WORK REQUEST: Below are some entries. Repeat exactly the lines from the one with "Query: bench slatted seat" through the one with "written like [402,177].", and only those.
START EXERCISE DATA
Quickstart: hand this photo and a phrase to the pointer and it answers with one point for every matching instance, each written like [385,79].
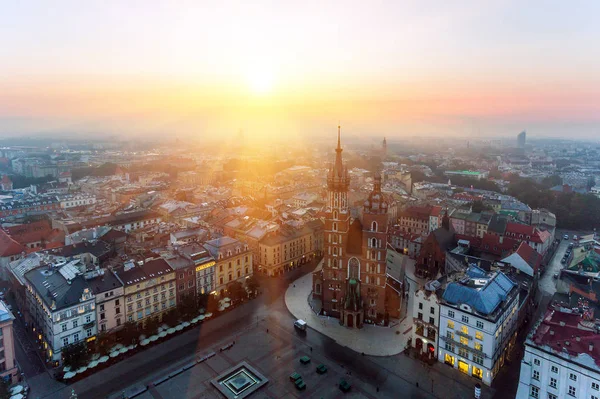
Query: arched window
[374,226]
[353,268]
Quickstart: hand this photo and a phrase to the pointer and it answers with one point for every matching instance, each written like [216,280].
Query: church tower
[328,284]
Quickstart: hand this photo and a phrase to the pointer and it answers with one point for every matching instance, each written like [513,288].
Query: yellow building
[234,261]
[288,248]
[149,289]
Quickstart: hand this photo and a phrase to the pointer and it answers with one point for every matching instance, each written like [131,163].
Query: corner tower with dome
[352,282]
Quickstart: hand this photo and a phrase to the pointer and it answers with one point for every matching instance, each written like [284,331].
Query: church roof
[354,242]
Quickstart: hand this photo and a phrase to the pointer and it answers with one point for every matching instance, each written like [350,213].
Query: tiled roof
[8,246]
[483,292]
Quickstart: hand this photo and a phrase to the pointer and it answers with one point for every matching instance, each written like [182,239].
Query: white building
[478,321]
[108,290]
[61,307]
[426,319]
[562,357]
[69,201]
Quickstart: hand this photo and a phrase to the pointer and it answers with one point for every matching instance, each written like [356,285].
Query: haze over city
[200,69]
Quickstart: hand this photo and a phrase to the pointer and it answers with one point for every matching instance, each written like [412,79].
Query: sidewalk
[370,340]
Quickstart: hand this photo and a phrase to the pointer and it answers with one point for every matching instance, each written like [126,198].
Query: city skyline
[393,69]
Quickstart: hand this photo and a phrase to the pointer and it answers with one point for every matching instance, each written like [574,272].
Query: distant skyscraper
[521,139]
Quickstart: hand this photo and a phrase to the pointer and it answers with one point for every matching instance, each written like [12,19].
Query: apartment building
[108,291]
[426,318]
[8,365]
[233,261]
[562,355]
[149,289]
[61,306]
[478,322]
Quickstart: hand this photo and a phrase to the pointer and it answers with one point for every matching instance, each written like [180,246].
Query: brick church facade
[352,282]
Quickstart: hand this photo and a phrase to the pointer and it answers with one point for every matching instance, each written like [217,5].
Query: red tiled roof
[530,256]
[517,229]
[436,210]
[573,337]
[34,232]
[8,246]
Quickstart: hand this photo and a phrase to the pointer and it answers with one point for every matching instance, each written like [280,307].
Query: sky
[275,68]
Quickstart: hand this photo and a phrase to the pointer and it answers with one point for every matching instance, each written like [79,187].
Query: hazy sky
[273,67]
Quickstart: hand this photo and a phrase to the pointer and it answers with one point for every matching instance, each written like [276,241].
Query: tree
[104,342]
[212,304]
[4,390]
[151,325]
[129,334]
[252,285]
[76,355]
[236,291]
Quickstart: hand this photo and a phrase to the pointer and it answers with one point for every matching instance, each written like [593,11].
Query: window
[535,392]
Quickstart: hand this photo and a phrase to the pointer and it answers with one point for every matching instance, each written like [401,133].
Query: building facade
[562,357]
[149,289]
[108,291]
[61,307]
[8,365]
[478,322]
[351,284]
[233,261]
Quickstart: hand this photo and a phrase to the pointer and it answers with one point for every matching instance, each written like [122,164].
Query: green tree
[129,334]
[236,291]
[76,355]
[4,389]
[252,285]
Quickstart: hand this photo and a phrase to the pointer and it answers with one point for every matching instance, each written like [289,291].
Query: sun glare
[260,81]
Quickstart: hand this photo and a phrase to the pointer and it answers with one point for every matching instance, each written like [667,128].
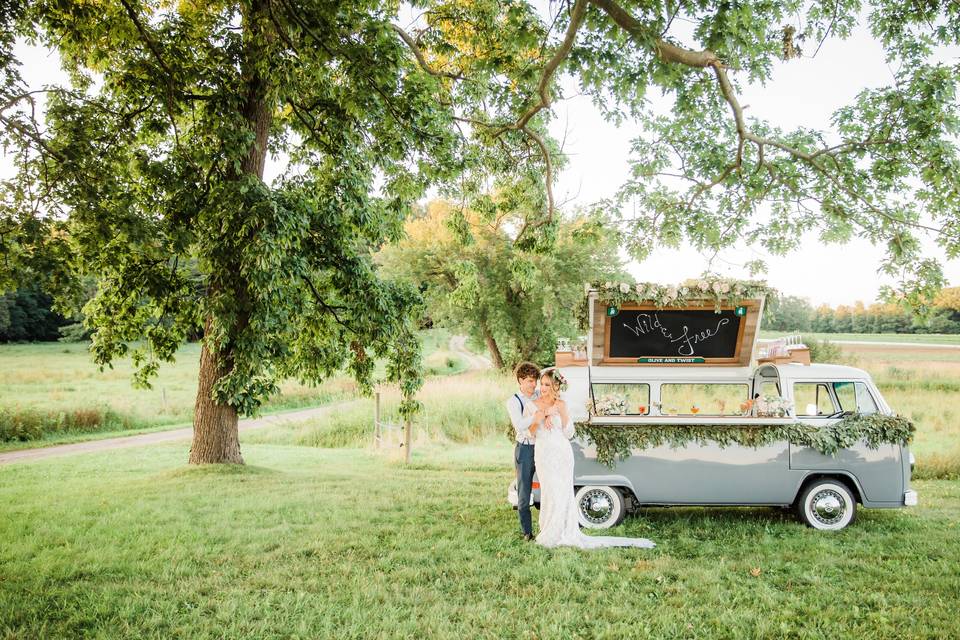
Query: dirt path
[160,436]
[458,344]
END EXERCISE DATA
START EXERCISE DATA
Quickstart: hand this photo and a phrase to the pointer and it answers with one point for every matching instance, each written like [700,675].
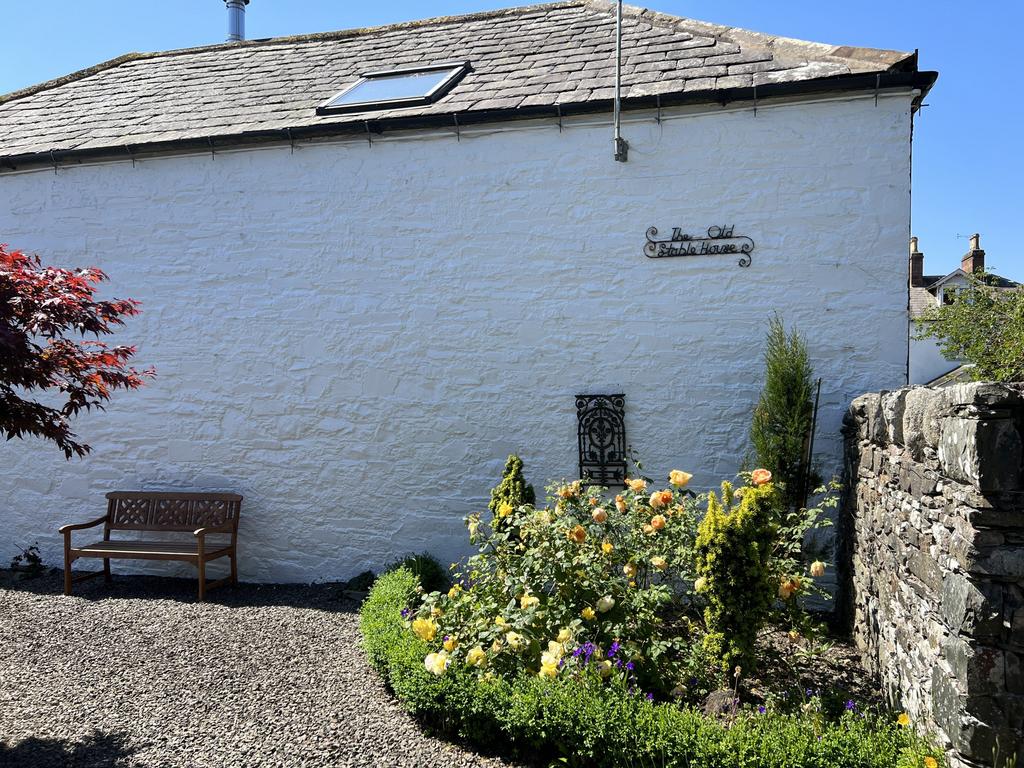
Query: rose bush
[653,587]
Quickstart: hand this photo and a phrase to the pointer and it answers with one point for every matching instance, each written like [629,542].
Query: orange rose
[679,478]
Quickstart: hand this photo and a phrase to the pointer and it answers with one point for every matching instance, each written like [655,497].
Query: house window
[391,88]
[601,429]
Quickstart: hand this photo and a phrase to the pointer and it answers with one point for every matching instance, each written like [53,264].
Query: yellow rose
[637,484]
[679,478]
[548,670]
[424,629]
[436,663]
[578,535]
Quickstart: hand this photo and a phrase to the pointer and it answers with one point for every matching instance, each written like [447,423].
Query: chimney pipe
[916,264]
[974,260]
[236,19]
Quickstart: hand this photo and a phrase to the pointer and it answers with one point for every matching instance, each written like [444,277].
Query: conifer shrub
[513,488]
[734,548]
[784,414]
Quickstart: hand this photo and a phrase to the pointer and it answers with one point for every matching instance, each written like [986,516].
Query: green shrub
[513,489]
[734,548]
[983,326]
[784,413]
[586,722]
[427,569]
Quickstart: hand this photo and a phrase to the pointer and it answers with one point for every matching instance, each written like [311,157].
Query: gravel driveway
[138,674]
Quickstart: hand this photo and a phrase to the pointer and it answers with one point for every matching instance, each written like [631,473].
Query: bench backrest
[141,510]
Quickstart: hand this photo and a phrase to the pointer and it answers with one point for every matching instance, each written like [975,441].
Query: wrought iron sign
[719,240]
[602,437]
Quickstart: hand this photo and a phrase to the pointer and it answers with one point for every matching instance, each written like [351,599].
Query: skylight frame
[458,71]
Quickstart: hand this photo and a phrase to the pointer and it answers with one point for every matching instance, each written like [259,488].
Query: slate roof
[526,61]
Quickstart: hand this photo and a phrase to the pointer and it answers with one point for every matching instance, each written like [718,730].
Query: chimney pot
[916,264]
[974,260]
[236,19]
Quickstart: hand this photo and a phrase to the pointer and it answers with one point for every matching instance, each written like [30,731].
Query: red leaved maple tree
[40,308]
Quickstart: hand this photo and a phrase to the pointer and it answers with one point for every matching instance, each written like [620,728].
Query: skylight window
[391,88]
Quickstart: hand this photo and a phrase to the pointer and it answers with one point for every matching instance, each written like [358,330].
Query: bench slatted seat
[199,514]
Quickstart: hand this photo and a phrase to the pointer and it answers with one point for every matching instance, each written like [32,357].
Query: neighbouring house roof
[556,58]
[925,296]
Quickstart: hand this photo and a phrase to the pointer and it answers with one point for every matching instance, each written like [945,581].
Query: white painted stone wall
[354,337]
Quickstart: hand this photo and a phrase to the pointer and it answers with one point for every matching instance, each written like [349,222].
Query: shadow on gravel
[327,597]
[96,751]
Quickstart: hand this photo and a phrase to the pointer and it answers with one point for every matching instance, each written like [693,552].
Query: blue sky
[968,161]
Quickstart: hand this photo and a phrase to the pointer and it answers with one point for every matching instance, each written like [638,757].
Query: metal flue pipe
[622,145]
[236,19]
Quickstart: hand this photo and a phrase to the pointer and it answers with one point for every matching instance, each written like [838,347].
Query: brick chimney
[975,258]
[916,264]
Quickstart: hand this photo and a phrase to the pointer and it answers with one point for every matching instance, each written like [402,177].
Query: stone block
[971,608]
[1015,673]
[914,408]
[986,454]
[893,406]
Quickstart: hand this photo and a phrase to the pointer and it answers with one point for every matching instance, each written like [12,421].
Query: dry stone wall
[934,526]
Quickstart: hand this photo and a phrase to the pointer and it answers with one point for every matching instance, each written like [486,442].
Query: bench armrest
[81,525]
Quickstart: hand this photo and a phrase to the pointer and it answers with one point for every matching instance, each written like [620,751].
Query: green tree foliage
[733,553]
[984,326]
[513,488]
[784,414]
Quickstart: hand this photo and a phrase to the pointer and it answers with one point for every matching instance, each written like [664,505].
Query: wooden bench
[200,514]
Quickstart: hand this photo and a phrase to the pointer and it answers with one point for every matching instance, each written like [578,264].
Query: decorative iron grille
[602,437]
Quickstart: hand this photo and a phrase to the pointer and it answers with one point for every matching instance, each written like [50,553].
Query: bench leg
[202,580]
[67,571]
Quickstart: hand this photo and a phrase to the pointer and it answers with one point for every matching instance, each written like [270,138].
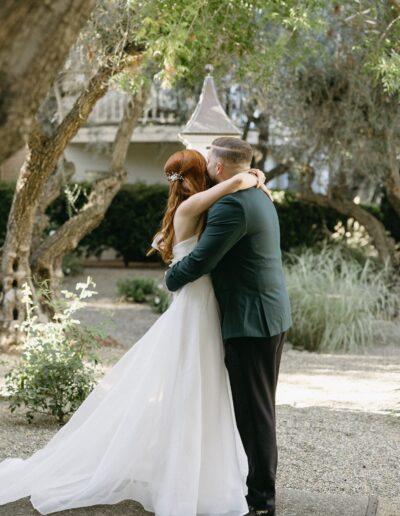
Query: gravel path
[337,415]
END EXERCISE DATA
RESPONSE:
Query: bench slatted seat
[199,514]
Quickstart: hand this photo and a phrase to the pointer and it answers with one point for every matching instance, each written like [32,357].
Query: neighbouring house roof
[556,58]
[925,296]
Quickstart: hand this photo and a phrase to the pointer and it answers with one point for every matching instance, each written like [945,581].
Query: white painted stone wall
[354,337]
Quickstart: hand this photo and a phrase to the pointer and it answers with one point for every matching instance, each written like [349,222].
Query: shadow on gravel
[327,597]
[96,751]
Quickstart: hand this photo and a phrase to the pointer and it answers with one point for every matching instance, each written like [693,552].
Query: blue sky
[968,161]
Quickstart: hand this photo and a phrase to the pointer and it answers with one point for every matching instance, each written like [638,757].
Query: metal flue pipe
[622,145]
[236,19]
Quickstart: hand this photo and a phrase to the pointer and it answers with one point for every matching instance, each written like [838,347].
Query: brick chimney
[975,258]
[916,264]
Quickstart: hand this photo and a phrase to the pointer and it answers with one point for every matching instance, each written like [402,177].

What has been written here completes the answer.